### Exercise 1
Name every company and every person mentioned in the passage about Alere's letters to MAS.
•••
On October 27, 2010, ever the ardent and persistent suitor, Alere sent another letter to MAS "to further elaborate [its] position regarding [its] intent to acquire MAS." Exh. 28. This letter was not discussed by MAS's board, and MAS did not provide notice of it to Roche, which withholding, according to Mr. Wassenaar, was due to the fact that the information contained within the letter was merely duplicative of the information MAS had already provided to Roche. MAS received another letter from Alere on October 30, 2010, in which Alere again expressed its interest in purchasing MAS and providing "additional points in [its] consideration of [Alere's] proposed acquisition of MAS pursuant to the terms of the [October 22] Indication of Interest." Exh. 33. MAS's board conducted informal discussions about this letter, but took no action with respect to it and again did not inform Roche of its receipt.
•••
### Exercise 2
Copy the lines of the listing, starting at its first line and ending at the line that contains "point(231, 186)".
•••
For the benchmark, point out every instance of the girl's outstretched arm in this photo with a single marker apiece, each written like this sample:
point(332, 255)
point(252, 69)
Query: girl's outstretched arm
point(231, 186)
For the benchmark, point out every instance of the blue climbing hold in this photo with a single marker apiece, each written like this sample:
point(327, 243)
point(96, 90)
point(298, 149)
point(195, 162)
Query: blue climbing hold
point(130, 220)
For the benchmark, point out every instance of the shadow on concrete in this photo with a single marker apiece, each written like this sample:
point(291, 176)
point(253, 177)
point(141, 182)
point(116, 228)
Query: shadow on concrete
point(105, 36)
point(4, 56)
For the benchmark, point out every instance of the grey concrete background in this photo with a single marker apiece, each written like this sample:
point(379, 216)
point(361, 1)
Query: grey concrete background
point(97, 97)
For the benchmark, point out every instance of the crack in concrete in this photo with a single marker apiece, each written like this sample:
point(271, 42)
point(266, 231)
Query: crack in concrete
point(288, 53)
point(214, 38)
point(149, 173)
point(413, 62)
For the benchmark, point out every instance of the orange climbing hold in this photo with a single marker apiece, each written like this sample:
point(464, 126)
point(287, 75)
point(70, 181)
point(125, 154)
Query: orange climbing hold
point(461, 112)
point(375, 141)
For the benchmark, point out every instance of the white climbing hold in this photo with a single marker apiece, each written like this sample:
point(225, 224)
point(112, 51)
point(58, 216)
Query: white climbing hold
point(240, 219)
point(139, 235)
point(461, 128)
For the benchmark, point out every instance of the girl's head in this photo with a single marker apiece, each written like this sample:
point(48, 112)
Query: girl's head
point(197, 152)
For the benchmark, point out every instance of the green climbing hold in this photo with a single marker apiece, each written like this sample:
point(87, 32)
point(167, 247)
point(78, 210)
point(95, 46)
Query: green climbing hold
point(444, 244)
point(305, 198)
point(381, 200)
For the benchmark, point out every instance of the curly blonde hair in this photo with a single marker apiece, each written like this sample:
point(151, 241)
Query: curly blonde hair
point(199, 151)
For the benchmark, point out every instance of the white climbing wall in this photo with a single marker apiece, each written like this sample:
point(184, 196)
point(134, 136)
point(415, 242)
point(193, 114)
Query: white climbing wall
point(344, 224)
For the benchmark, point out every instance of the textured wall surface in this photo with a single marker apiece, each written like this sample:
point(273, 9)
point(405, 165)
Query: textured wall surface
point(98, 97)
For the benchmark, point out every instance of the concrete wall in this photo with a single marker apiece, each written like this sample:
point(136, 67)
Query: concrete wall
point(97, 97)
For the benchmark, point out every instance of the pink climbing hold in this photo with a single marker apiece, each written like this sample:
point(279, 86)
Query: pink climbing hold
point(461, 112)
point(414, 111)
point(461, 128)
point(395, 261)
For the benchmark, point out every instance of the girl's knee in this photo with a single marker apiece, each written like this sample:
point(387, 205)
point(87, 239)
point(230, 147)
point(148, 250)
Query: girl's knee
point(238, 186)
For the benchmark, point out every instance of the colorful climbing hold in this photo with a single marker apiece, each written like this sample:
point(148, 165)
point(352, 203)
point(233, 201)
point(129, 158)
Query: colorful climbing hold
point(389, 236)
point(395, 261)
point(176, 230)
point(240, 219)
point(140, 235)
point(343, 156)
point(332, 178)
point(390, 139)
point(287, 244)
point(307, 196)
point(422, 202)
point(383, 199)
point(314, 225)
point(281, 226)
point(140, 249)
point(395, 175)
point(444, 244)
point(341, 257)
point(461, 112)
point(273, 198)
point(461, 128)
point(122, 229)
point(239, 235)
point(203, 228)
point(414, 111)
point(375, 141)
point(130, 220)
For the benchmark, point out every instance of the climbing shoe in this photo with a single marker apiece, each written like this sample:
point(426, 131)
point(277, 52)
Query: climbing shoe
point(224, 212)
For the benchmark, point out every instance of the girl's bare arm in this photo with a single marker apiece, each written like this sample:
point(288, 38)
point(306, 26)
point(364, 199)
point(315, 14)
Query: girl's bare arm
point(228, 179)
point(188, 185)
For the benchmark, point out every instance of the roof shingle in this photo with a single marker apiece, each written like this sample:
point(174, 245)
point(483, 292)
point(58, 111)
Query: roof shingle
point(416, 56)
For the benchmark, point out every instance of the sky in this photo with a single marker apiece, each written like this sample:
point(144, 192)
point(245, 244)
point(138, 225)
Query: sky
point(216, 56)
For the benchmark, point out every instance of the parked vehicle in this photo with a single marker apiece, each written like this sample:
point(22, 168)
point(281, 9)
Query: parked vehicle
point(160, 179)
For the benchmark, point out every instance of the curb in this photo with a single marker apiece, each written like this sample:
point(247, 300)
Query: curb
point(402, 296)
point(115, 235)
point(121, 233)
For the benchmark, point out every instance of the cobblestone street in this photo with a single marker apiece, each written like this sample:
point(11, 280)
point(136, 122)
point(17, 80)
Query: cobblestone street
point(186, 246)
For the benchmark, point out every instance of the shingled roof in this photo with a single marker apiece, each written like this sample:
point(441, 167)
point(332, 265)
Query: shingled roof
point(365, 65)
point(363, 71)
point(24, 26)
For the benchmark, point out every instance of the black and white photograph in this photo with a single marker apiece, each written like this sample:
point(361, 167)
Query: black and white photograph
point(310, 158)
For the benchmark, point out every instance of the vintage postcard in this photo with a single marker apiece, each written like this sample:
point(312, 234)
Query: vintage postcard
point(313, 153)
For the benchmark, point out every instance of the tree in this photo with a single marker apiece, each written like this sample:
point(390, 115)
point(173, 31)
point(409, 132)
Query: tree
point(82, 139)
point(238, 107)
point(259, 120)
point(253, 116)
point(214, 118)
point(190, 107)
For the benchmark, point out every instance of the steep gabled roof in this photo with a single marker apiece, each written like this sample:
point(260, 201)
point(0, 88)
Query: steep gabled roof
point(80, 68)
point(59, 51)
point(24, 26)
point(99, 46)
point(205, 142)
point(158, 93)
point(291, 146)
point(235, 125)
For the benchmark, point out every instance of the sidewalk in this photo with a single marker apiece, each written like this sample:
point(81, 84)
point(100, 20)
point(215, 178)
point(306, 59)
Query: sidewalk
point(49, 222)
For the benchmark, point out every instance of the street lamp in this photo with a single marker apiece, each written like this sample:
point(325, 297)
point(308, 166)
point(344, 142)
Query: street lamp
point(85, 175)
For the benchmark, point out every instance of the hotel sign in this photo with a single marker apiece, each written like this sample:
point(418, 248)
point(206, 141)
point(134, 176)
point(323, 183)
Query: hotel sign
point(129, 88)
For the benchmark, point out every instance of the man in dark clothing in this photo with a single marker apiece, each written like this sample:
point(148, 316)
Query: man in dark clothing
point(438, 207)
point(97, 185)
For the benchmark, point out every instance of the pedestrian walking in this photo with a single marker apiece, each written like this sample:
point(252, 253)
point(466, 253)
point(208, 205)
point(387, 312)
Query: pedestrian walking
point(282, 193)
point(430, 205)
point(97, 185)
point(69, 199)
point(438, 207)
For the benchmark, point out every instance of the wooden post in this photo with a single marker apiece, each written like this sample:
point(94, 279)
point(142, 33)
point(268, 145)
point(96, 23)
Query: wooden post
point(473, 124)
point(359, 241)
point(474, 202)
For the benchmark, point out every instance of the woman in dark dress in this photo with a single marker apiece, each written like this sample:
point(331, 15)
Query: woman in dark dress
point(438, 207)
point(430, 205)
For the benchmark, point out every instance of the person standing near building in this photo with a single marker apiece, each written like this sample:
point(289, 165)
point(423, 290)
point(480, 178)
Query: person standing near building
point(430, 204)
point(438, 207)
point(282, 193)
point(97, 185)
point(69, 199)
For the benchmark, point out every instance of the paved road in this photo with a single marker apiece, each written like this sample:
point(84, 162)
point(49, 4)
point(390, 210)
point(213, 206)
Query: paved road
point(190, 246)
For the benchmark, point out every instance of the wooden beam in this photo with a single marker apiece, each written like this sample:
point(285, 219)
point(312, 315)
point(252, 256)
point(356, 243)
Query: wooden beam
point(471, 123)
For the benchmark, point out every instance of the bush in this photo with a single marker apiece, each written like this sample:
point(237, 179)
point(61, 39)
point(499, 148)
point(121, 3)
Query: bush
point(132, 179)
•••
### Written response 1
Alere
MAS
Roche
Mr. Wassenaar

### Written response 2
For the benchmark, point out every instance of the girl's outstretched arm in this photo with a single marker apiece, each written like this sample:
point(332, 255)
point(252, 69)
Query: girl's outstretched arm
point(231, 186)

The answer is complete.